Reproduce the whole listing word for word. Leave every image out.

▶ _Task data_:
####

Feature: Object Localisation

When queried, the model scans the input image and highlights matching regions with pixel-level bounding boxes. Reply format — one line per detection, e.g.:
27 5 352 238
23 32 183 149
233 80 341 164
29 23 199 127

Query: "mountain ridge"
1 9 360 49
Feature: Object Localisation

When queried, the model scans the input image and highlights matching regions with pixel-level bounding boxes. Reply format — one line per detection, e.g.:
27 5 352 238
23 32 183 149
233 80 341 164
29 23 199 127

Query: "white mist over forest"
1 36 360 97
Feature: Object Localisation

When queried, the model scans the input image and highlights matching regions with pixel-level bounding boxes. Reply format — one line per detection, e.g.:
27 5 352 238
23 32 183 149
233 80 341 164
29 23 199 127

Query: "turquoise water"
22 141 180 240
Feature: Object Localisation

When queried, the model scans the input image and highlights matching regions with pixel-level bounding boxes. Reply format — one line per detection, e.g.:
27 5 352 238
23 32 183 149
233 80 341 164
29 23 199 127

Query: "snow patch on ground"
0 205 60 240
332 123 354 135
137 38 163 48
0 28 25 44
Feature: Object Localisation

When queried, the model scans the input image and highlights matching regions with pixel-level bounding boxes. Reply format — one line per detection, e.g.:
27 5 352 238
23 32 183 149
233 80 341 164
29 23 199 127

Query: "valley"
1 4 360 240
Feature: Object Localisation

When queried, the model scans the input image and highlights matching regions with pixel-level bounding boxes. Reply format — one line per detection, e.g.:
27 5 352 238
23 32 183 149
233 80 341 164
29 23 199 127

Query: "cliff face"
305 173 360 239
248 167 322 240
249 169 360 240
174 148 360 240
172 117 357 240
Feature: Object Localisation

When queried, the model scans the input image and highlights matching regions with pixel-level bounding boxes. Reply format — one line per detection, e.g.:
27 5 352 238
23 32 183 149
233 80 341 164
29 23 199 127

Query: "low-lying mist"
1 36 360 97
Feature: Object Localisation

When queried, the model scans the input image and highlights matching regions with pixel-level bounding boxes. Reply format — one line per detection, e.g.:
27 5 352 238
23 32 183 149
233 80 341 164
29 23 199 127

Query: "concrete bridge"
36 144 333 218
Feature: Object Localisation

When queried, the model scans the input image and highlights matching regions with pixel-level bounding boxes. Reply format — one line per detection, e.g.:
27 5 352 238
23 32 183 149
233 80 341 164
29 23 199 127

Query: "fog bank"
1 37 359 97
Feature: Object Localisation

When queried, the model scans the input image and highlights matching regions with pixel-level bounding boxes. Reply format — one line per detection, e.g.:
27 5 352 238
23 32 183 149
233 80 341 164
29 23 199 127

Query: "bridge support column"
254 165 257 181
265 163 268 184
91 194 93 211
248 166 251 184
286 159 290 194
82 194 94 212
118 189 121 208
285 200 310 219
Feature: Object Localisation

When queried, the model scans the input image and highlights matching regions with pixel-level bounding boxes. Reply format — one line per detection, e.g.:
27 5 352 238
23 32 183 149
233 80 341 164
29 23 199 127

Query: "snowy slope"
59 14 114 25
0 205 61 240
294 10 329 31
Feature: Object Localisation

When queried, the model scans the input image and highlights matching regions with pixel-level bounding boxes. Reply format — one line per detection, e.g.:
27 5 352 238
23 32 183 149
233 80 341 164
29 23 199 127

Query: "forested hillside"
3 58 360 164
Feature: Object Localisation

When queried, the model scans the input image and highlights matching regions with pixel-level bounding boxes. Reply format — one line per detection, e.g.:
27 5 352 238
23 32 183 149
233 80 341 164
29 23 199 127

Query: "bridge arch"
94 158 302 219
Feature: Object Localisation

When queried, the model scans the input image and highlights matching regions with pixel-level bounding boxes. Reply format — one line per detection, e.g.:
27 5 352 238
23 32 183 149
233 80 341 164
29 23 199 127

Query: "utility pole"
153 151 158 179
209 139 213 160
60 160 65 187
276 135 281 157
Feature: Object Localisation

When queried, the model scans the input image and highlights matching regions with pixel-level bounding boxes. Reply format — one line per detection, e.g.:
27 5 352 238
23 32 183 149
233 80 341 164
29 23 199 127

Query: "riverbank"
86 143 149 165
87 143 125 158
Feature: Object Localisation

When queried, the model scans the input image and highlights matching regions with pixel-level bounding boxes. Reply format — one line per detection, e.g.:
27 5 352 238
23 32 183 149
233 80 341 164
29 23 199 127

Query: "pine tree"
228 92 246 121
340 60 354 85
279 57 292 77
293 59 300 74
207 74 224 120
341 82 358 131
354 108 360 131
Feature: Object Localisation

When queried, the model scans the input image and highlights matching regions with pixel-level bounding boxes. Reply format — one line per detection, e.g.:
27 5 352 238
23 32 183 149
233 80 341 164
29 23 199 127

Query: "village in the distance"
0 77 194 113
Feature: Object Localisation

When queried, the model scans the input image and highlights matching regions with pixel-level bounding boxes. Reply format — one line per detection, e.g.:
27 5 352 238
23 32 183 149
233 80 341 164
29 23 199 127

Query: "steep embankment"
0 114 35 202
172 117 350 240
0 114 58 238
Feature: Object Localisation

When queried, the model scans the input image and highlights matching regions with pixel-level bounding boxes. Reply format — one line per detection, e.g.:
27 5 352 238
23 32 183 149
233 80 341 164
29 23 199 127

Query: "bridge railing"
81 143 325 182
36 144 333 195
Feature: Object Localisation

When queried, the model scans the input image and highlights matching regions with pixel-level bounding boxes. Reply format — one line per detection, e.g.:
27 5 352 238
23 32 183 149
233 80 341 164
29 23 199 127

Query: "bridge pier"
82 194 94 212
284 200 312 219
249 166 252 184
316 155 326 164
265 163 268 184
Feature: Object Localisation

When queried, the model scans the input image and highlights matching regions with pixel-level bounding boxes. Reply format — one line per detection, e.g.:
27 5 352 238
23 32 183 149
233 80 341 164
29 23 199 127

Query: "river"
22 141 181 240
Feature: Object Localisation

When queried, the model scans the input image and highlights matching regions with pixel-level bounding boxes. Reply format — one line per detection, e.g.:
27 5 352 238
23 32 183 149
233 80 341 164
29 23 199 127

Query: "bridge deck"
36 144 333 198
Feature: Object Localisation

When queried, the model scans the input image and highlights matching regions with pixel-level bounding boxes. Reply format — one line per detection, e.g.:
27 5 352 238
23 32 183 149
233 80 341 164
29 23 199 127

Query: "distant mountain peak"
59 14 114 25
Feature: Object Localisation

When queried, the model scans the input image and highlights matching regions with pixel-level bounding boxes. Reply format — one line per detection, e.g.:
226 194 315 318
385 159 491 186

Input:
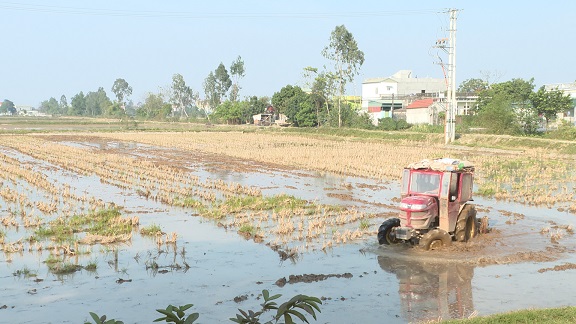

####

▶ _Result of the task_:
Feature: Object Localisation

When queried, the model scans the input image and highlights matching regions with pixel-level bounding boxes. Reply format — one line per detection, e.g.:
27 5 352 238
23 32 183 149
233 80 341 164
29 23 199 127

Query: "mountain ridge"
1 9 360 49
Feature: Object Localisation

When queried, the model scans the input image and highlights matching regions with pixel-level bounding boxes. Reply format — one line per detection, e.g.:
27 5 352 238
23 32 183 149
233 80 341 164
29 23 199 127

Query: "white mist over forest"
1 36 360 97
Feature: Object Localisation

When queried, the model scans the input image and highlights matching regions with pixel-level bounding boxes. Reply format — one line per detection, e.g.:
27 5 352 238
23 32 183 149
233 80 341 164
29 23 199 127

Query: "turquoise water"
22 141 180 240
Feature: Object Localisation

When queried, the model scans the input image and highlights matching regions with pixel-level bounding boxes. Reply format — one line per detection, e.g.:
27 5 352 238
23 32 183 149
233 80 341 164
29 23 199 127

Query: "snow patch on ground"
0 205 60 240
332 123 354 135
137 38 163 48
0 28 25 44
Feature: Object Localisation

When queried, the model scans the input image and highlights matching regions with pixel-level bounding boxes. Reply format — one line per detection, e.g.:
27 5 352 238
23 32 183 149
233 80 341 164
29 23 199 127

Query: "valley"
1 4 360 240
Feature: Object Localisation

When queried, the model scans the input image and highlights matching regions with pixel-level bounding boxes. Reply format — one line per detection, e.g.:
27 5 352 238
23 32 183 149
233 80 341 164
29 23 199 127

Query: "cliff face"
305 173 360 239
248 167 322 240
249 169 360 240
174 148 360 240
172 117 357 240
Feature: Object Localisation

When queried, the model scans the input image and highlights matching regions with pixel-level bounding boxes. Reply format — one line per detection, e.g.:
27 5 352 238
23 32 183 149
233 80 341 164
29 23 199 127

Query: "low-lying mist"
1 36 360 97
Feature: Object Localisation

When queried, the model scans the input image and highlights matching regions with pixel-level bounding boxes. Reply format — one line per detection, e.g.:
27 5 352 238
23 32 183 149
233 80 341 164
29 23 199 127

Query: "concrete bridge"
36 144 333 218
Feature: Object Localisation

When queried, the model scans the input image and highlights matching regions with pixel-level bounding boxes. Reply format — one line per detection, e.g.:
27 5 352 238
23 32 183 149
233 80 341 164
29 23 199 127

Query: "fog bank"
1 37 359 97
Feature: Object Localisation

When queried, the model scans the input image and highlights matching regions with pixel-level bounding boxes. Reply format — one line per detection, e.g.:
27 5 352 238
23 32 183 149
233 80 341 164
29 23 199 127

Query: "bridge support column"
254 165 257 181
265 163 268 184
91 194 93 211
248 166 251 184
286 159 290 194
82 194 94 212
118 189 121 208
285 200 310 219
Feature: Object Localisation

When queried, the model scans the input image and highlights matching regions with pixel-level bounding boxes. Reply format — one line per detection, e.g.:
27 5 352 238
23 32 183 149
233 80 341 164
29 23 199 127

Query: "snowy slope"
59 14 114 25
0 205 61 240
294 10 329 31
Feature: Object Localisation

When queried, the model scans the input image and highlights matching regions with pixel-level bounding boxes. Reply format — one line per detection, e.g.:
27 5 352 238
23 32 183 149
233 80 341 164
29 23 199 127

Query: "forested hillside"
3 58 360 164
Feature: Object Localisation

When queried, the model scans the input image and highlights matching regions with pixel-level bounding boxes. Reply format — one line per detection, e.g.:
27 5 352 238
23 32 183 149
233 80 341 164
29 23 199 127

Query: "bridge arch"
94 158 302 219
Feature: Object Localisation

When queried, the model scans the input image and highlights matching regions with pixel-level bounding boxes. Reply format — one line per detection, e.g.:
27 5 352 238
23 32 183 149
233 80 341 164
29 23 199 127

Query: "utility pole"
153 151 158 179
209 139 213 160
60 160 65 187
276 135 281 157
Feature: Object Localisation

When queried, the model scans the input image and highlights matching regions with pixel-level bounding boxes. Reply format — one line per detection, e.g.:
27 5 352 238
23 32 183 149
233 80 341 164
29 23 199 127

Query: "riverbank"
86 143 149 165
87 143 125 158
Feature: Object Localisation

When queried, the model scans the input image and highlights matching regions with pixel-level bounding boxes. Reply format — one line per detection, e.g.:
27 5 352 238
23 32 183 149
233 80 341 164
29 23 199 127

Query: "pine tree"
228 92 246 121
340 60 354 85
279 57 292 77
293 59 300 74
207 74 224 120
341 82 358 131
354 108 360 131
Feature: Object Localisation

When queried, the model scans the input image and highlights matching regions with pixel-level bounding boxes. Reply format — one line per detection, e.g.:
27 5 352 238
23 32 183 149
233 80 341 164
29 23 199 127

Query: "village in the distance"
0 77 194 113
Feature: Object Localisation

When queried, the model scans the input image and highlights matching regions with pixel-level bounding boxes. Reply format — one line per detection, e.g.:
27 5 352 238
23 32 183 149
233 80 341 164
29 23 199 127

Query: "steep embankment"
0 114 35 202
172 117 350 240
0 114 58 238
Feature: Object Localisation

When queried, the model scans the input image and highlights matching regions with pixel-level bounding boxes. Reply format — one line per detection, e.g.:
27 5 352 238
23 32 183 149
233 80 341 164
29 23 199 127

Query: "bridge railing"
81 143 325 182
36 144 333 195
Feature: Object Localisation

When queried, the model scans the input image and highlights matching regions with pixel-level bounding boxes. Reply format — one line per detection, e.g.:
27 5 352 238
23 32 183 149
233 80 341 164
29 23 199 127

Query: "bridge pier"
82 194 94 212
284 200 312 219
249 166 252 184
316 155 326 164
265 163 268 184
Feature: Object Localisation

When queried, the model scans the input image and highlights matching regions with pixel-level bounding boxes. Reply format — one line per detection, e.g.:
27 5 352 238
23 32 183 149
233 80 341 164
29 23 199 127

Query: "river"
22 141 181 240
Feature: Object Localisation

When queried, the model scans the input image and highlights matching regions with pixel-level bounding boxes. Reply format — one line per detection, e.g.:
27 5 352 238
23 32 183 149
233 80 341 164
29 23 199 127

Query: "bridge deck"
36 144 333 198
Feature: Object Localisation

When queried, the model scans the input image and highlights matching regions with pixel-level bounding boxes. Reply format — one line per detection, e.g.:
27 5 352 238
23 32 183 149
233 80 341 164
29 23 199 127

Query: "distant mountain peak"
59 14 114 25
Feature: Object Localisation

When queried, the model scans the input image and highlights matching regions with pixel-level bounding boxes. Reply format — one line per detection, e.g.:
226 194 315 318
385 159 491 186

Input:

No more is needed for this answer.